» Consignes
A – Recopiez le passage du texte sur la résilience allant de « Une première mise » à « a été vécu. », en remplaçant « Collège » par « Établissement ».
B – D'après le texte sur la résilience, combien de séances comporte le programme « SPARK Résilience » ?

» Texte fourni

■ ■ ■ ■ ■ ■ ■

L’idée selon laquelle on ne doit jamais baisser les bras et avoir une solution à offrir à chaque jeune se heurte au mur de la difficulté à différencier ses cours dans des classes de 25-35 élèves, à recruter des personnels formés, ainsi qu’aux budgets ou à l’ignorance de l’existence de telle ou telle solution, certes. Mais on a déjà beaucoup avancé, avant c’était pire.
– Des dispositifs originaux
N’importe quel enseignant peut être amené à jouer le rôle de « tuteur de résilience », selon le choix de l’élève qui lui fera appel.
Néanmoins quelques dispositifs ont été mis en place qui tentent de développer les capacités de résilience des élèves en s’appuyant sur la place dans le système scolaire.
- Programme « SPARK Résilience », mis en œuvre par les CPE et Professeurs principaux
Sur l’Expérithèque on trouve deux exemples de mise en œuvre de ce programme très ambitieux, d’origine anglaise. L’objectif est de renforcer la résilience face aux problèmes du quotidien. C’est un dispositif lourd, posé sur 12 séances plus 4 séances d’approfondissement, avec du travail à la maison. Il a été mis en œuvre suite à des formations des enseignants, avec une coordination de l’équipe de direction et des intervenants extérieurs.
Une première mise en œuvre est présentée dans le Collège Jeanine Manuel, à Paris, et la seconde dans le Collège Les tamarins, à Saint Pierre de la Réunion.
- Discussions à visée philosophiques
Une expérience a été menée et analysée, qui visait à renforcer la capacité d’élèves en difficulté (issus de zones d’éducation prioritaires, et en difficulté en Lycée professionnel) à accepter le discours des adultes et à se replacer dans une posture de réussite.
La discussion à visée philosophique a montré là son efficace.
- Ecriture et Art thérapie
Serban Ionescu, dans son ouvrage Traité de résilience assistée (cité dans la page sur la résilience, données générales), consacre tout un chapitre aux pratiques d’écriture. Pendant le choc pour se protéger, après le choc pour se libérer. L’écriture permet une mise à distance, favorise la réflexion, et peut aider à trouver un sens à ce qui a été vécu.

■ ■ ■ ■ ■ ■ ■

» Données fournies

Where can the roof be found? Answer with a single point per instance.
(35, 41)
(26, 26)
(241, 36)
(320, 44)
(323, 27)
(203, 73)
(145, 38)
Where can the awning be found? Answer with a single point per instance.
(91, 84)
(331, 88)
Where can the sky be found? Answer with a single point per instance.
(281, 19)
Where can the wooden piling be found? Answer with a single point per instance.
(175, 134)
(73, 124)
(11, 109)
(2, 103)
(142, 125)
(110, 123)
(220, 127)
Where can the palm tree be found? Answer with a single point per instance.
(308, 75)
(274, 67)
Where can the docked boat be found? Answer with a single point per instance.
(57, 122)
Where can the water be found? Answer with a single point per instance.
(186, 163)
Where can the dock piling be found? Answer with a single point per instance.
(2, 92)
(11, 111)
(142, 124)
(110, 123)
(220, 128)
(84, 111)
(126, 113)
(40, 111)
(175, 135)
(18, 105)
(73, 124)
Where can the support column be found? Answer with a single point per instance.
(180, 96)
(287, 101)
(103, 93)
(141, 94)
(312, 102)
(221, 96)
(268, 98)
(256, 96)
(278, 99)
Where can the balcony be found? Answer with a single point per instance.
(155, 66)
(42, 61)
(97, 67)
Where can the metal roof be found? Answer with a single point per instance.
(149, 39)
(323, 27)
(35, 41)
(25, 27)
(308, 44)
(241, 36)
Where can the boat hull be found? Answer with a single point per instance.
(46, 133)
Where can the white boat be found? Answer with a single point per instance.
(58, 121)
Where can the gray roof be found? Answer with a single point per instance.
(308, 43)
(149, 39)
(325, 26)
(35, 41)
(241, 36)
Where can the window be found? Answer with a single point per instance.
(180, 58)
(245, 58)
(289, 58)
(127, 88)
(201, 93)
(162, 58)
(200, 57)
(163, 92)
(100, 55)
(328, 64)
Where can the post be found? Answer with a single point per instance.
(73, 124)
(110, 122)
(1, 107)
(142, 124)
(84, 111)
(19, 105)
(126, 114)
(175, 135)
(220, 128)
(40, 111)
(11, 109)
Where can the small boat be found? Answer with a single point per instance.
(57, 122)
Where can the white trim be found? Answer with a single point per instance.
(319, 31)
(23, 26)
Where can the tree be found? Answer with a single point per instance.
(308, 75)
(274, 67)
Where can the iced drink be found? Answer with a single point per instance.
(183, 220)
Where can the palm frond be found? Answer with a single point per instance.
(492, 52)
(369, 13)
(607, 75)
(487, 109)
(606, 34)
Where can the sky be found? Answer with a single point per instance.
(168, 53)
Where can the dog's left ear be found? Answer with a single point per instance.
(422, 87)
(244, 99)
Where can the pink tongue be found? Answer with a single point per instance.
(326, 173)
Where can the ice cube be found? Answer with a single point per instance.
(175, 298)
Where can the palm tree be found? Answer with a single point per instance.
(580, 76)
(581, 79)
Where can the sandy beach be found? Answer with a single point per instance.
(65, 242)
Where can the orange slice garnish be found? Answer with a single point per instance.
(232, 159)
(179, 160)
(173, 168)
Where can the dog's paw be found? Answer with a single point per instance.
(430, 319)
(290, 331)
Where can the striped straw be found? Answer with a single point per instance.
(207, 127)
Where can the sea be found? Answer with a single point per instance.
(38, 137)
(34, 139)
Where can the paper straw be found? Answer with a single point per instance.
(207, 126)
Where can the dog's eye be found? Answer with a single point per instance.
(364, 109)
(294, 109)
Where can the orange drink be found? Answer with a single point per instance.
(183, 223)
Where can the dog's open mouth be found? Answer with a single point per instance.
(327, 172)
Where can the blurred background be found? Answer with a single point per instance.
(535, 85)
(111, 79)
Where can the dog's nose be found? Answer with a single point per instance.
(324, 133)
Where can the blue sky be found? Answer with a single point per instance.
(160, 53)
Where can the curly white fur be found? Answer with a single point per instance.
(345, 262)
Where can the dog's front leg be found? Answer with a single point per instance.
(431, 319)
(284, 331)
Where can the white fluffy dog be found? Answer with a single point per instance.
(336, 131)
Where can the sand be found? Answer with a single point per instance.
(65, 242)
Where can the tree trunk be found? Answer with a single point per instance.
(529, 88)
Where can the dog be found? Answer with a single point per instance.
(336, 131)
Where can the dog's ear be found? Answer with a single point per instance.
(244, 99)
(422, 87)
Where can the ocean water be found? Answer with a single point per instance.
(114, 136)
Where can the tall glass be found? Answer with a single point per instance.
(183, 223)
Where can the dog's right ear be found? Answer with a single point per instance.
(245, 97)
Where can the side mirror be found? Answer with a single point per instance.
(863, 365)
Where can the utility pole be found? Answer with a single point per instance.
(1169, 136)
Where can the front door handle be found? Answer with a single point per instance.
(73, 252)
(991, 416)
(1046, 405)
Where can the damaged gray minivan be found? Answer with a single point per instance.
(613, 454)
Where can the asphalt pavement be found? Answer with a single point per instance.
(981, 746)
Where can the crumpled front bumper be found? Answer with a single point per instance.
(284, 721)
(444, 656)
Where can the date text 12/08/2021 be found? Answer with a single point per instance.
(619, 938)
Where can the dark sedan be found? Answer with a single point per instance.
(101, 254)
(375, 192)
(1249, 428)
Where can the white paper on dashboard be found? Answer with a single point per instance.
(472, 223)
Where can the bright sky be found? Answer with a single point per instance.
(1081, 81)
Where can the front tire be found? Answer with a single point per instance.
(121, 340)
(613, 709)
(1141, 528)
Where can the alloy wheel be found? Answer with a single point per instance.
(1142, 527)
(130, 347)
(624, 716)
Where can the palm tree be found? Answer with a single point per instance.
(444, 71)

■ ■ ■ ■ ■ ■ ■

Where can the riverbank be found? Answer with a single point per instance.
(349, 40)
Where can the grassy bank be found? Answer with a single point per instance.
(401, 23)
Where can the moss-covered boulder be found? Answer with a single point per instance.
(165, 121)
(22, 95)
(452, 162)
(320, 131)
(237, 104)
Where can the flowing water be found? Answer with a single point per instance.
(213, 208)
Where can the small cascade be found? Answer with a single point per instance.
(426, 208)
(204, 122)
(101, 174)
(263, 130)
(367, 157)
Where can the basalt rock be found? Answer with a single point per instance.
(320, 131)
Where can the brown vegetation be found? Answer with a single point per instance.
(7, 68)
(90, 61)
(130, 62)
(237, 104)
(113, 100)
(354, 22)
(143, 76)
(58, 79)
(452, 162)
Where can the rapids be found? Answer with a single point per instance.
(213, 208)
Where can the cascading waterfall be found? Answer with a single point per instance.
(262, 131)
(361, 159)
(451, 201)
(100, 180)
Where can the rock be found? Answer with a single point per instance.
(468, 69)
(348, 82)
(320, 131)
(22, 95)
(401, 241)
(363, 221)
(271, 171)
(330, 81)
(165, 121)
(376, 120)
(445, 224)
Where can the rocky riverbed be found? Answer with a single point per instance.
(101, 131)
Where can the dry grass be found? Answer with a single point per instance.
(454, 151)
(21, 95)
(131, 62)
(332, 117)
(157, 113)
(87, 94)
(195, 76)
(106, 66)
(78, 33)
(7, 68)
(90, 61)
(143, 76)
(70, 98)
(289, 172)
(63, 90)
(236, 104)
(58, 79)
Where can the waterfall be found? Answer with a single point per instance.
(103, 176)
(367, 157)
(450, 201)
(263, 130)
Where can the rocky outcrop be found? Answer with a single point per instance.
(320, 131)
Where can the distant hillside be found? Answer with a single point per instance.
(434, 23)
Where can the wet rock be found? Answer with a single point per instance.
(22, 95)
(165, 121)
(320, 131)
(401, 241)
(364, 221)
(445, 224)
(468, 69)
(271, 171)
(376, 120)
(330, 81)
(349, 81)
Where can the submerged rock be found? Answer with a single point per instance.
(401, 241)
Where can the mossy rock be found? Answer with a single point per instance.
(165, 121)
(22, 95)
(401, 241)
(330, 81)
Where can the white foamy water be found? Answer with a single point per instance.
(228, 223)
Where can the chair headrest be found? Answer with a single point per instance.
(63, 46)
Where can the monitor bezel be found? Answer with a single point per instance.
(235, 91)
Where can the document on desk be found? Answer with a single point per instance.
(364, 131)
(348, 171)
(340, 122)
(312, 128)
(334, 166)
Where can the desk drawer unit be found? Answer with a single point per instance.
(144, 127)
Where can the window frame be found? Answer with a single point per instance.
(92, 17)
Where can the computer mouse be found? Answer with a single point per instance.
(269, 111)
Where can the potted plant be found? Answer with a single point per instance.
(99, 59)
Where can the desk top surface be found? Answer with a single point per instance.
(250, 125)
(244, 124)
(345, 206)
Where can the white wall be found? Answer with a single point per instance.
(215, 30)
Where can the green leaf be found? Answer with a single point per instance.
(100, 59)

■ ■ ■ ■ ■ ■ ■

» Corrigé des exercices
A –
Une première mise en œuvre est présentée dans le Établissement Jeanine Manuel, à Paris, et la seconde dans le Établissement Les tamarins, à Saint Pierre de la Réunion.
- Discussions à visée philosophiques
Une expérience a été menée et analysée, qui visait à renforcer la capacité d’élèves en difficulté (issus de zones d’éducation prioritaires, et en difficulté en Lycée professionnel) à accepter le discours des adultes et à se replacer dans une posture de réussite.
La discussion à visée philosophique a montré là son efficace.
- Ecriture et Art thérapie
Serban Ionescu, dans son ouvrage Traité de résilience assistée (cité dans la page sur la résilience, données générales), consacre tout un chapitre aux pratiques d’écriture. Pendant le choc pour se protéger, après le choc pour se libérer. L’écriture permet une mise à distance, favorise la réflexion, et peut aider à trouver un sens à ce qui a été vécu.

B – Il comporte 12 séances, plus 4 séances d'approfondissement.